[Point annotation records]
◇ ◇ ◇ ◇ ◇ ◇ ◇

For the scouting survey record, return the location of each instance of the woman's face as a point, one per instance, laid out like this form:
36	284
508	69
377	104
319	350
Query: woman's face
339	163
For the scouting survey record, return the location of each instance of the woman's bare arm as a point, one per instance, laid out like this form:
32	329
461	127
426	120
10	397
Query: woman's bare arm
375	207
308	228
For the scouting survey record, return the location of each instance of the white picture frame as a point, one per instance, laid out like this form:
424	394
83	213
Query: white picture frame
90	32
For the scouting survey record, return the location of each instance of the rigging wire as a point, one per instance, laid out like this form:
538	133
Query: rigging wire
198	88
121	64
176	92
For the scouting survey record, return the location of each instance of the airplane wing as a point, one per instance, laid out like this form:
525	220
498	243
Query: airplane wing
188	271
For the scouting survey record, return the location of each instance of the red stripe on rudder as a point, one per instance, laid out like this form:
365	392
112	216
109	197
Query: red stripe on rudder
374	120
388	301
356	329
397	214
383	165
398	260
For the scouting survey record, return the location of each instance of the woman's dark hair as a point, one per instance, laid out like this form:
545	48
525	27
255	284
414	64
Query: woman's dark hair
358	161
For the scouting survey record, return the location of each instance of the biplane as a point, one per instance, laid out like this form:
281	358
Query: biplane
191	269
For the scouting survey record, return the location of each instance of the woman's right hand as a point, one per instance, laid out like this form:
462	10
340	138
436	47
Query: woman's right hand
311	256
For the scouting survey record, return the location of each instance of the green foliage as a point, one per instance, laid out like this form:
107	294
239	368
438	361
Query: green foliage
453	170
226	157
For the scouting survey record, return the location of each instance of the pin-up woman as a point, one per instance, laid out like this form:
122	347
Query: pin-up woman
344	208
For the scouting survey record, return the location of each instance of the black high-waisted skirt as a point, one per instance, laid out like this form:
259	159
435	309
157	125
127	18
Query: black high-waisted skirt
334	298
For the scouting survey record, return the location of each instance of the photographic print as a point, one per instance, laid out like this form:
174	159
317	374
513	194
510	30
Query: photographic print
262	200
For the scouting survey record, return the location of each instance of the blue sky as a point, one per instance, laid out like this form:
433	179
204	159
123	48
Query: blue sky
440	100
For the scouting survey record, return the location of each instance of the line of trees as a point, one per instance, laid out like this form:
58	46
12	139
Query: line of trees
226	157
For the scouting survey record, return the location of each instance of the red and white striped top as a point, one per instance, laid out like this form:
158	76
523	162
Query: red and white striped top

◇ ◇ ◇ ◇ ◇ ◇ ◇

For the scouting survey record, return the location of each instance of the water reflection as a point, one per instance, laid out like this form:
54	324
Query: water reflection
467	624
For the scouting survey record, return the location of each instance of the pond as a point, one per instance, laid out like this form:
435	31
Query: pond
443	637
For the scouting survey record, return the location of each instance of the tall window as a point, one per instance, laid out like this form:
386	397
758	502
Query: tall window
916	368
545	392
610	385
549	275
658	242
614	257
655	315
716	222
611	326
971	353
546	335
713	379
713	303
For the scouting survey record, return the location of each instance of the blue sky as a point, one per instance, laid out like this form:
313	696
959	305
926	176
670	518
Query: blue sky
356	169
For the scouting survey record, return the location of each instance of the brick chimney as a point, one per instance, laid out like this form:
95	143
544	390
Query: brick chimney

◇ ◇ ◇ ◇ ◇ ◇ ◇

Reproduce the entries between the lines holding "of the biplane" and "Query: red and white striped top", inclusive, substituting "field survey record" for "scouting survey record" and leaving everything else unchanged.

◆ Complete response ◆
For the field survey record, return the location of each instance of the biplane as a point, one per instance, laid out like this form:
281	358
Query: biplane
191	269
For the field survey record, return the location of each instance of the woman's right hand as a point, one per instance, laid out like this form:
462	10
340	138
436	47
Query: woman's right hand
311	256
For the field survey record, return the location of each instance of the green foliage as a point, one per instance, laid out like this form:
107	294
239	368
438	361
Query: green foliage
453	170
226	157
For the field survey record, return the location of each instance of the pin-up woman as a point, one per instance, laid out like this form:
122	347
Query: pin-up woman
344	208
For the field survey record, return the location of each instance of the black high-waisted skirt as a point, one per instance, laid out like this form:
259	159
435	309
157	125
127	18
Query: black high-waisted skirt
334	298
For the field survey record, return the location of each instance of the photographic print as a point, one per instance, laid out like this form:
174	159
317	374
513	194
510	30
Query: photographic print
262	200
For the field survey record, return the location of each instance of the blue sky as a point, one per instance, laid out like this form:
433	179
204	159
123	48
Query: blue sky
440	100
For the field survey record, return the location of each instance of the line of trees as a point, one per instance, laid out like this form:
58	46
12	139
Query: line of trees
226	157
For the field survey record, return the location of each instance of the red and white striped top as a point, one per instance, laid out like this form:
158	76
523	162
Query: red and white striped top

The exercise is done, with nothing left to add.